_Excerpt_.
···

Tammy Fuller is glad the drunk driver who hit her will spend a decade in prison, but says she will be paying a price for the rest of her life.

MILAN, Illinois — Tammy Fuller is glad the drunk driver who hit her will spend a decade in prison, but says she will be paying a price for the rest of her life.

"The pain is constant still," she said from the Milan trailer she shares with four family members, who are now helping to support her.

"I've always taken care of my family. I've never had to depend on my family for anything. I feel defeated,"she said.

Both ankles were shattered. She endured months of metal clamps that had to be drilled into the bone in her legs to try and piece her back together. She spent months in a hospital and nursing home.

Fuller was a single mom employed at a quality control for a local meat company, but can't work right now.  She has spent most of the last year in bed or in her wheelchair.

She sleeps on a couch in the one bedroom trailer she shares with three adults and her grandson.

"I'm dependent on them, and that kills me," she said.

This was the fifth DUI for Dan Sylvester. He was sentenced to a dozen years in prison but was not ordered to pay any restitution. Fuller says she is glad prosecutors in Rock Island County finally took him off the street, but says he is better off right now, than she is.

"He's got room and board, he's got three meals a day, he's got heat, a TV. I'm still struggling. Every dollar counts here," she said.

···

_To do_.
(1) Answer these questions about the article on Tammy Fuller:
(a) Which DUI was this for Dan Sylvester?
(b) Where did Fuller work before the crash?
(c) In which county did prosecutors handle the case?
(2) List each thing Fuller says Dan Sylvester has in prison, according to the article on Tammy Fuller.
(3) Write the next part of the article on Tammy Fuller, starting after its final quoted sentence.
The lines that come after this article aren't needed for the work here.

···

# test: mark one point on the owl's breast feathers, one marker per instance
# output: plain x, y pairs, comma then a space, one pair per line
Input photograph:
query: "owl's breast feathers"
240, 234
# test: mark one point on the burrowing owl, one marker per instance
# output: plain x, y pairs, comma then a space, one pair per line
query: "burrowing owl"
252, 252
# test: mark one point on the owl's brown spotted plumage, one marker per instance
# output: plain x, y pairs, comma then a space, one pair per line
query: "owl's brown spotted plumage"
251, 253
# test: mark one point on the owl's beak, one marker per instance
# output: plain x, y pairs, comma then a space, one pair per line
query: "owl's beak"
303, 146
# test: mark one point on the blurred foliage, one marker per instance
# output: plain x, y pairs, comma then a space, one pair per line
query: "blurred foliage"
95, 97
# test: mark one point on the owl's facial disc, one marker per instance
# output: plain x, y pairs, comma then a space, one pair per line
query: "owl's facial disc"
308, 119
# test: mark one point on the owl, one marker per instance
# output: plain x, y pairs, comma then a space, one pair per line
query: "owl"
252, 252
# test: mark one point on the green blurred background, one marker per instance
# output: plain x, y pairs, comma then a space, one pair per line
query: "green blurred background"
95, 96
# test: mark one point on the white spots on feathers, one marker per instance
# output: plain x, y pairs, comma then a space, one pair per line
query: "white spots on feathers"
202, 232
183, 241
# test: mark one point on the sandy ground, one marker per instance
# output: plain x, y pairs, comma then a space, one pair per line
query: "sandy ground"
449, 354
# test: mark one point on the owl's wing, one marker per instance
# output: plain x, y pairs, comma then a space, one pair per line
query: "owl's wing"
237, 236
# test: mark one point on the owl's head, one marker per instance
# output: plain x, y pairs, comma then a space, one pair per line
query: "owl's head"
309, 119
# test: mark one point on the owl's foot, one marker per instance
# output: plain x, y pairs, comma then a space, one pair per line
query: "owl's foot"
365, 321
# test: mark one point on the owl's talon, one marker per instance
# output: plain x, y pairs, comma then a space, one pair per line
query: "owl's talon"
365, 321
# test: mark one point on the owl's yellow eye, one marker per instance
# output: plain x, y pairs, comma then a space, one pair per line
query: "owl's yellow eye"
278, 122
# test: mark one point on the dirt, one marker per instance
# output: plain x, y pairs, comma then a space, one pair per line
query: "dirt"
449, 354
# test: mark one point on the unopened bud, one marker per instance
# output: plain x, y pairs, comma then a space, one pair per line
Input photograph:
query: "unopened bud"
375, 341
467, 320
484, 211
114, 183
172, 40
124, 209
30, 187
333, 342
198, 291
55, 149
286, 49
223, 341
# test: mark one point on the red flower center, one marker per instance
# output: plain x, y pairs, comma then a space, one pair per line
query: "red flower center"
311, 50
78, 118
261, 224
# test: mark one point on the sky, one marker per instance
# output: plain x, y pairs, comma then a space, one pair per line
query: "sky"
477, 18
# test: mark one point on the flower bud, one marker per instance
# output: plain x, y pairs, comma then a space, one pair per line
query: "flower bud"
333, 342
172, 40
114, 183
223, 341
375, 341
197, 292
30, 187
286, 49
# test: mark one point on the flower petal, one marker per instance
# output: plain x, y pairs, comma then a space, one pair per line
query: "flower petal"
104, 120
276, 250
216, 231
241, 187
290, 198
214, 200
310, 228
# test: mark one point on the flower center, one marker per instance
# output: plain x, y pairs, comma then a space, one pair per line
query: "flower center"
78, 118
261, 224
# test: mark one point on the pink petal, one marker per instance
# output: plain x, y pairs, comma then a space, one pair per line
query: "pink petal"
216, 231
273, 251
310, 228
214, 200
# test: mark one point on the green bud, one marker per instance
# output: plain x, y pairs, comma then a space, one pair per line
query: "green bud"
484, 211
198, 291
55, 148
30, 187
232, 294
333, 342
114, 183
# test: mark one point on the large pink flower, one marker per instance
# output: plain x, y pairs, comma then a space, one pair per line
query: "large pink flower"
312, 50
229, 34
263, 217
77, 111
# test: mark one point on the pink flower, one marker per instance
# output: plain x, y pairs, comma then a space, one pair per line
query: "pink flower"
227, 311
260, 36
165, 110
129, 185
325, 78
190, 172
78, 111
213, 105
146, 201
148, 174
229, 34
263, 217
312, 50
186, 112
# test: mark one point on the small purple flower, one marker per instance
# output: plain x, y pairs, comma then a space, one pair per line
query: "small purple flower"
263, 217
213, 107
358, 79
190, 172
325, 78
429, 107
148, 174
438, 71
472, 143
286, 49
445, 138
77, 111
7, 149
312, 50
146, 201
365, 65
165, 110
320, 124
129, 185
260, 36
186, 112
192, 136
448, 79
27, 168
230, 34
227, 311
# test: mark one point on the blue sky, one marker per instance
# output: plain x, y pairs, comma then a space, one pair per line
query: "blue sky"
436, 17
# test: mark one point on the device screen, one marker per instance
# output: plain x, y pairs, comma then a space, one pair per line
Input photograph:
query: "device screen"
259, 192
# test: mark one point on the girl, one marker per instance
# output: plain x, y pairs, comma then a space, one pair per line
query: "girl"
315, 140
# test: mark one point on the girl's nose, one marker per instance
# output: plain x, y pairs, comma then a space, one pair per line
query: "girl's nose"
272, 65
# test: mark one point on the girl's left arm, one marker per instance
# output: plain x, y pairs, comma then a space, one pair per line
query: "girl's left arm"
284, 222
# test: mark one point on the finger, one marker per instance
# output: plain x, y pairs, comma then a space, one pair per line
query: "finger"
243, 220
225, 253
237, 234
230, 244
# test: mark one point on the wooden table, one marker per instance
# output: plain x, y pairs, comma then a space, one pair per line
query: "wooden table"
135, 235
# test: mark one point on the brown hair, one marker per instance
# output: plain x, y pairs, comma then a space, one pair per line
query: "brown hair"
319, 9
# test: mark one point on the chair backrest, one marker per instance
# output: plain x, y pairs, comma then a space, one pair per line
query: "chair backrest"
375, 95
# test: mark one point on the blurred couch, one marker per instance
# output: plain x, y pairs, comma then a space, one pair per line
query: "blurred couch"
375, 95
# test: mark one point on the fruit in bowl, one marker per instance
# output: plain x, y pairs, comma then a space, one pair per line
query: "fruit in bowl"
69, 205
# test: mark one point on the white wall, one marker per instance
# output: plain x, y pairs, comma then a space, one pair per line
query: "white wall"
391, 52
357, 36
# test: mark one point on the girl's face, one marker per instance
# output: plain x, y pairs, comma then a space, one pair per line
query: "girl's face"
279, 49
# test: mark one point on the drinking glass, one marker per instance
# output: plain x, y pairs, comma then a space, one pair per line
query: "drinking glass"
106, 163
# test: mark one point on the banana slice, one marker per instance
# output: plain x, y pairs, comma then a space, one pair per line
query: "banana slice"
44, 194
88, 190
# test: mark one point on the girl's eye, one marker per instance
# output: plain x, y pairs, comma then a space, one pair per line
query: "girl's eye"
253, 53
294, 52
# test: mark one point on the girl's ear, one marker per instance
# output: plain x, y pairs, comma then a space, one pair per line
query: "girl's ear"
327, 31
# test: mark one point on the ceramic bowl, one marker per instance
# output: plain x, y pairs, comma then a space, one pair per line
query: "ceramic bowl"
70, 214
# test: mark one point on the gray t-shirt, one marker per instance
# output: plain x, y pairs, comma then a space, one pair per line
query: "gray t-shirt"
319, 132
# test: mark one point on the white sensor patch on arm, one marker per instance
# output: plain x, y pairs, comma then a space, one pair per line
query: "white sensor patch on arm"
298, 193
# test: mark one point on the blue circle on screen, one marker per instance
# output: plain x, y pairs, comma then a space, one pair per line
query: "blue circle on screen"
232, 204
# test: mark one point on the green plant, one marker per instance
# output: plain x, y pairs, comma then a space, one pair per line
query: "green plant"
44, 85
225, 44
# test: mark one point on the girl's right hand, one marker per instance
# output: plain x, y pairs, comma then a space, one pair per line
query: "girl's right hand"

···

_Responses by task_.
(1)
(a) It was his fifth DUI.
(b) She worked in quality control for a local meat company.
(c) Rock Island County.

(2)
- room and board
- three meals a day
- heat
- a TV

(3)
Sylvester had a $25,000 liability insurance policy, but Unity Point, she says, has already put a lien on the settlement. Nearly all of the money will go to the hospital, even though, she says they could be billing her insurance company.

"He had minimal liability insurance. The hospital is refusing to take my insurance, and put the lien against me. They won't take my health insurance. They won't  bill my Blue Cross/Blue Shield," she said.

Her work paid for six months of COBRA for her, and she is grateful. But, there's only so much charity to go around. Her health insurance ends November 1st.

Her sons are building Fuller a ramp outside the door of the trailer. She says she never envisioned her life this way. Changed, in a an instant, by a man whose blood alcohol level was three times the legal limit.

"Luckily I'm alive, but I'm not living. I'm just existing now," she said.